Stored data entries

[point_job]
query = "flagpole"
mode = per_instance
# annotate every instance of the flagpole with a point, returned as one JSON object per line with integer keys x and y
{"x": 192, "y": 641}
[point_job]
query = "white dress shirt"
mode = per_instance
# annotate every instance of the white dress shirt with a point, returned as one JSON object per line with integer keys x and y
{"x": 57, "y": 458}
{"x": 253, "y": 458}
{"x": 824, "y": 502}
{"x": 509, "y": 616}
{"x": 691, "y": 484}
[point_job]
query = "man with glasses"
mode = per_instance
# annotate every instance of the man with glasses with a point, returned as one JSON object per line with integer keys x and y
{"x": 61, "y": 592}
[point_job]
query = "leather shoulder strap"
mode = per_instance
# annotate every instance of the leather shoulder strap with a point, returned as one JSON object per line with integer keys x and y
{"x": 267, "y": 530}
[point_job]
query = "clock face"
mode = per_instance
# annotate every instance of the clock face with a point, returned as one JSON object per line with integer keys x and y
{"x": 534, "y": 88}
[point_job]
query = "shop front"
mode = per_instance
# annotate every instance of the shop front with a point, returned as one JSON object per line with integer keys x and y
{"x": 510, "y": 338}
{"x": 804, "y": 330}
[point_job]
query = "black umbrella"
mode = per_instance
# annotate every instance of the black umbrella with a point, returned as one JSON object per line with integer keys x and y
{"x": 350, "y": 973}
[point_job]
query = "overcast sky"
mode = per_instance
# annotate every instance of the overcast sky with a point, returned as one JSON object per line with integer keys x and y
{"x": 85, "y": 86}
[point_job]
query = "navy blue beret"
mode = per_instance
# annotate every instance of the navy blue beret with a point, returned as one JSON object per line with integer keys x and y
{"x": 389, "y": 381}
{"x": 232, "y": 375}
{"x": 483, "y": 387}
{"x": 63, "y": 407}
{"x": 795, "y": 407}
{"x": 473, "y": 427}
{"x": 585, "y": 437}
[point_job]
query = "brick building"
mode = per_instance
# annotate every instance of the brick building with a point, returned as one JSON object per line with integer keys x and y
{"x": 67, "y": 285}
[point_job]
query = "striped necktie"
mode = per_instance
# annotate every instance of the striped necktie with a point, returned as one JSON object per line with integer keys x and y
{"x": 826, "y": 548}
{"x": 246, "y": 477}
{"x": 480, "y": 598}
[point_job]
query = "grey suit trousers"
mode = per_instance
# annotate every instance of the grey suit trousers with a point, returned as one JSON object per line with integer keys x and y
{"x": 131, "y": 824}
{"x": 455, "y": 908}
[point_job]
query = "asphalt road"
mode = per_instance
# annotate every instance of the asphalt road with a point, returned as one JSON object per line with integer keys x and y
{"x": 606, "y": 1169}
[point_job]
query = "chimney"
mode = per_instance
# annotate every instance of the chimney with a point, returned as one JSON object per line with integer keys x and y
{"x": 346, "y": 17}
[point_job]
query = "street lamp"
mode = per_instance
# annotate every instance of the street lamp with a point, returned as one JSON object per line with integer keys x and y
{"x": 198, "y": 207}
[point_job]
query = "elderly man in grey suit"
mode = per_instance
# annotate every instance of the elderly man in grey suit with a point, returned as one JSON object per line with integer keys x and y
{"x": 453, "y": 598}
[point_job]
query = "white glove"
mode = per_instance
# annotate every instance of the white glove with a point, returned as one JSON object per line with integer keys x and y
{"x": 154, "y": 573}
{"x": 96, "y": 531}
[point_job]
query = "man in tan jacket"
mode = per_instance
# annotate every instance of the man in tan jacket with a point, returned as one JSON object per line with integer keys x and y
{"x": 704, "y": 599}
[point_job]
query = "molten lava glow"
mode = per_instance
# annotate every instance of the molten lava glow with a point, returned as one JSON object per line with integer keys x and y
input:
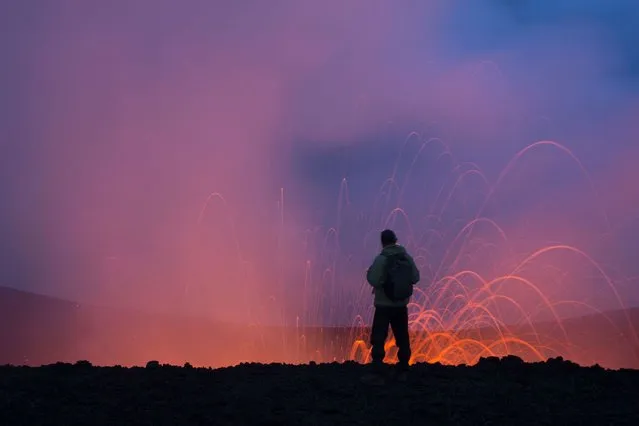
{"x": 478, "y": 297}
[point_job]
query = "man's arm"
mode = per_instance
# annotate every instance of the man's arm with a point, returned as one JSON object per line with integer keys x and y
{"x": 375, "y": 273}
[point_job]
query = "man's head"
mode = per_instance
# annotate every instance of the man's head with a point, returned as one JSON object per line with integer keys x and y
{"x": 388, "y": 238}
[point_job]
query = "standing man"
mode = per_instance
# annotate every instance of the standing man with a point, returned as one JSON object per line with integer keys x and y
{"x": 392, "y": 276}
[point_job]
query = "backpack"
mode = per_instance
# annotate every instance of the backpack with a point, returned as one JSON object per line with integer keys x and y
{"x": 398, "y": 277}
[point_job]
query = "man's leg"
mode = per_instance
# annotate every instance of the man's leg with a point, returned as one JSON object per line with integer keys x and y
{"x": 399, "y": 324}
{"x": 379, "y": 333}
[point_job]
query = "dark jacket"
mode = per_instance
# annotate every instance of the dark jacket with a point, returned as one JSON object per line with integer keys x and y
{"x": 375, "y": 275}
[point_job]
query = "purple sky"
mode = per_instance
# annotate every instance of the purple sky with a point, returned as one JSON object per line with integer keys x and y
{"x": 119, "y": 118}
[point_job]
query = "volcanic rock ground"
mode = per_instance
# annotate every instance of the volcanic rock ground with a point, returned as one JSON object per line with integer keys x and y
{"x": 505, "y": 392}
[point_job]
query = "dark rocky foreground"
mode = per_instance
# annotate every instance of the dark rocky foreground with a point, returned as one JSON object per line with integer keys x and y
{"x": 506, "y": 392}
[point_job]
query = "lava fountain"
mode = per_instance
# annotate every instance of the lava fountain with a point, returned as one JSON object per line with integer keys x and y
{"x": 487, "y": 289}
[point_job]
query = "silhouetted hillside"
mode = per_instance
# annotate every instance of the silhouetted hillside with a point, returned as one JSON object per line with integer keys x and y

WORK REQUEST:
Nothing but the pictures should be left out when the records are retyped exactly.

RESULT FOR THIS EXERCISE:
[point_job]
query = "flagpole"
mode = per_instance
# annotate every instance of the flagpole with a point, returned as one JSON object per line with integer keys x and y
{"x": 192, "y": 641}
[point_job]
query = "white dress shirt"
mode = per_instance
# annotate every instance of the white dress shirt with a point, returned as one JSON object per line with integer keys x and y
{"x": 57, "y": 458}
{"x": 253, "y": 458}
{"x": 824, "y": 502}
{"x": 509, "y": 616}
{"x": 691, "y": 484}
[point_job]
query = "man with glasses"
mode = per_instance
# annotate every instance of the man with glasses with a point, returned as one JSON object per line with integer keys x and y
{"x": 61, "y": 592}
[point_job]
query = "leather shoulder strap"
mode = per_instance
# annotate every instance of the leather shoulder strap with a point, returned as one JSON object per line with integer keys x and y
{"x": 267, "y": 530}
[point_job]
query = "clock face"
mode = per_instance
# annotate every instance of the clock face with a point, returned as one JSON object per line with integer keys x and y
{"x": 534, "y": 88}
[point_job]
query = "shop front"
mode = per_instance
# annotate every instance of the shop front with a point, returned as one JSON object per line with integer keys x and y
{"x": 510, "y": 338}
{"x": 804, "y": 330}
[point_job]
query = "black umbrella"
mode = per_instance
# annotate every instance of the black umbrella with a point, returned as one JSON object per line with integer keys x and y
{"x": 350, "y": 973}
[point_job]
query = "overcast sky"
mode = per_instance
# annotate every instance of the overcast sky with a point, returned as one JSON object per line with integer keys x and y
{"x": 85, "y": 86}
[point_job]
query = "navy blue beret"
mode = per_instance
# annotate every instance of the navy blue beret with a point, returned as one JSON object per line with integer keys x and y
{"x": 389, "y": 381}
{"x": 232, "y": 375}
{"x": 483, "y": 387}
{"x": 63, "y": 407}
{"x": 795, "y": 407}
{"x": 473, "y": 427}
{"x": 585, "y": 437}
[point_job]
query = "brick building"
mode = per_instance
# annotate every instance of the brick building with a point, returned as one JSON object per line with integer keys x and y
{"x": 67, "y": 285}
[point_job]
query = "striped necktie"
mode = per_instance
# annotate every instance of the striped necktie with a point, returned as one JSON object per line with integer keys x and y
{"x": 826, "y": 548}
{"x": 246, "y": 477}
{"x": 480, "y": 598}
[point_job]
query = "grey suit trousers"
mode = per_instance
# annotate every instance of the grey suit trousers with a point, returned as one JSON object per line with integer keys x and y
{"x": 131, "y": 824}
{"x": 455, "y": 908}
[point_job]
query = "asphalt road"
mode = per_instance
# annotate every instance of the asphalt road with a point, returned as one JSON object per line with integer keys x and y
{"x": 606, "y": 1169}
[point_job]
query = "chimney"
mode = per_instance
# annotate every instance of the chimney with a point, returned as one JSON object per line with integer keys x and y
{"x": 346, "y": 17}
[point_job]
query = "street lamp"
mode = per_instance
# annotate every instance of the street lamp with a point, returned as one JSON object per line with integer keys x and y
{"x": 198, "y": 207}
[point_job]
query = "elderly man in grey suit"
mode = per_instance
# annotate every instance of the elderly man in grey suit with a point, returned as one JSON object per line with integer keys x and y
{"x": 453, "y": 598}
[point_job]
query = "white glove"
mode = per_instance
# annotate every instance of the white glove with a point, returned as one JSON object per line with integer keys x and y
{"x": 154, "y": 573}
{"x": 96, "y": 531}
[point_job]
query = "man in tan jacket"
mode = per_instance
# annotate every instance of the man in tan jacket with a point, returned as one JSON object per line with integer keys x and y
{"x": 704, "y": 599}
[point_job]
query = "molten lava glow"
mode = per_instance
# annotate every instance of the molten lava glow with a point, returned as one JSON object per line with integer keys x and y
input:
{"x": 478, "y": 297}
[point_job]
query = "man's arm"
mode = per_instance
# annotate every instance of the man's arm with a point, returned as one JSON object per line with integer keys x and y
{"x": 375, "y": 273}
[point_job]
query = "man's head"
mode = per_instance
# annotate every instance of the man's head with a point, returned as one JSON object per line with integer keys x and y
{"x": 388, "y": 238}
[point_job]
query = "standing man"
mode = per_instance
# annotate every instance of the standing man with a point, returned as one JSON object per line with integer keys x and y
{"x": 392, "y": 276}
[point_job]
query = "backpack"
mode = per_instance
# annotate every instance of the backpack with a point, returned as one JSON object per line with integer keys x and y
{"x": 398, "y": 277}
[point_job]
query = "man's leg"
mode = per_instance
# annotate every instance of the man's leg with a point, returned as one JSON object per line with integer keys x and y
{"x": 399, "y": 324}
{"x": 379, "y": 333}
[point_job]
query = "dark jacket"
mode = per_instance
# annotate every instance of the dark jacket with a point, returned as one JSON object per line with integer keys x and y
{"x": 375, "y": 275}
[point_job]
query = "purple sky"
mode = per_instance
# annotate every instance of the purple sky with a point, returned as one JSON object per line with integer keys x and y
{"x": 119, "y": 118}
[point_job]
query = "volcanic rock ground"
mode = per_instance
# annotate every instance of the volcanic rock ground with a point, returned as one JSON object per line with integer keys x and y
{"x": 505, "y": 392}
[point_job]
query = "dark rocky foreground"
mode = per_instance
# annotate every instance of the dark rocky foreground with a point, returned as one JSON object per line with integer keys x and y
{"x": 506, "y": 392}
[point_job]
query = "lava fountain"
mode = per_instance
# annotate every instance of the lava fountain with a point, returned as one JSON object per line with integer keys x and y
{"x": 487, "y": 289}
[point_job]
query = "silhouetted hillside"
mode = per_instance
# annotate every instance of the silhouetted hillside with a point, returned as one JSON object per line with integer keys x and y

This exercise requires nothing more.